#### Aim
Retype each entry below exactly as it stands.

#### Dataset rows
____________________

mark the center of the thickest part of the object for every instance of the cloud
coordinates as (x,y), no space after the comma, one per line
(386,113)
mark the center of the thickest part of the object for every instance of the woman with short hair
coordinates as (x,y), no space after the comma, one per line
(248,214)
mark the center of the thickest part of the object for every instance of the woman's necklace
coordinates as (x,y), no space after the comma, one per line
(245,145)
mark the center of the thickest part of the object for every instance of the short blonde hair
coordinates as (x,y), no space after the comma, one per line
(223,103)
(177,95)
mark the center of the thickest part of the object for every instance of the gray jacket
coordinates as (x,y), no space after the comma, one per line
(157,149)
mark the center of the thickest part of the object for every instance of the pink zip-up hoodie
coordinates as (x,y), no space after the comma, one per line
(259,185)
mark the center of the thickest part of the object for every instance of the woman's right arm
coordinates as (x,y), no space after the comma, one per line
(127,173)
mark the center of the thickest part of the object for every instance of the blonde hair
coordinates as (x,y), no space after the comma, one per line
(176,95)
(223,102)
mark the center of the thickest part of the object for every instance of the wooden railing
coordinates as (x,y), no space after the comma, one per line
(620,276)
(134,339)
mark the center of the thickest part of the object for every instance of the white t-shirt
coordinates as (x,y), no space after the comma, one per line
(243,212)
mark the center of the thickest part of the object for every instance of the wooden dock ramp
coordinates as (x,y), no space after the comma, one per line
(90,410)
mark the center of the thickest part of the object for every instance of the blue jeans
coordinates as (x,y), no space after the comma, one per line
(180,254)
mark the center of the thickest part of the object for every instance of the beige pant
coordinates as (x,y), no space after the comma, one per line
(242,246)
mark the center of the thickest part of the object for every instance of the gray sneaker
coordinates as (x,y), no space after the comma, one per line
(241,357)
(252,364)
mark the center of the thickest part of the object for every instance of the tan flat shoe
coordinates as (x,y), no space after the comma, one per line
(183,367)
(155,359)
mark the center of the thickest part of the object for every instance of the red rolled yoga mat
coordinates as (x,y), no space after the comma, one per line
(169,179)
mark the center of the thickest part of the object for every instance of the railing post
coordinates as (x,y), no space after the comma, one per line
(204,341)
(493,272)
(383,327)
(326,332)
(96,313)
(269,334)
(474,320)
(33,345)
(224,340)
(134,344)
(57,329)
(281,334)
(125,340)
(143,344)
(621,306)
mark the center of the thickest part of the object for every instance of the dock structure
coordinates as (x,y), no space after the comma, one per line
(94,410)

____________________

#### Reply to the task
mark the center of the thickest part of the object for every instance of the cloud
coordinates as (x,y), no space after the comma, one per line
(386,113)
mark the center of the thickest part of the object for every instance of the woman with short hair
coordinates as (x,y), no space after the comma, one per line
(248,214)
mark the center of the thickest part of the object for every instance of the woman's necklace
coordinates as (x,y), no space after the comma, one per line
(245,145)
mark the center of the thickest part of the object for every instance of the short blonde hair
coordinates as (x,y), no space after the comma, one per line
(223,103)
(177,95)
mark the center of the thickest part of the object for every instance of the gray jacket
coordinates as (x,y), no space after the comma, one per line
(157,149)
mark the center of the thickest part of the object for every instance of the pink zip-up hoodie
coordinates as (x,y), no space after the comma, one per line
(259,185)
mark the center of the thickest part of the object for every instance of the woman's right arm
coordinates as (x,y), no space after the comma, one per line
(127,173)
mark the center of the thickest part of the object for every instance of the blonde hair
coordinates as (x,y), no space after the comma, one per line
(176,95)
(223,102)
mark the center of the thickest part of the object for every instance of the wooden railing
coordinates as (x,y), no space after the comma, one per line
(620,276)
(134,339)
mark the center of the thickest part of the object for every instance of the white t-shirt
coordinates as (x,y), no space after the comma, one per line
(243,212)
mark the center of the thickest part of the object for every instance of the wooden dock ramp
coordinates as (x,y), no space after the comma, one per line
(90,410)
mark the center of the thickest part of the object for every instance of the blue jeans
coordinates as (x,y), no space after the comma, one per line
(180,254)
mark the center of the thickest part of the object for every instance of the beige pant
coordinates as (x,y), no space after the comma, one per line
(242,246)
mark the center of the thickest part of the object for every instance of the gray sneaker
coordinates as (x,y), no space after the comma, one per line
(241,357)
(252,364)
mark the center of the thickest part of the object for every instance of the tan flat shoe
coordinates as (x,y), no space after the comma, one per line
(183,367)
(155,359)
mark the center of the thickest part of the object for every instance of the red rolled yoga mat
coordinates as (x,y), no space after the comma, one per line
(169,179)
mark the center of the thickest part of the object for every instance of the railing post
coordinates as (x,y), no space after the comma, one per line
(204,341)
(493,272)
(383,327)
(326,332)
(96,313)
(269,334)
(474,320)
(33,345)
(224,340)
(134,344)
(57,329)
(281,334)
(125,340)
(143,344)
(621,306)
mark the center of the thickest part of the object for every instance of the dock structure
coordinates as (x,y), no space after the comma, one per line
(94,410)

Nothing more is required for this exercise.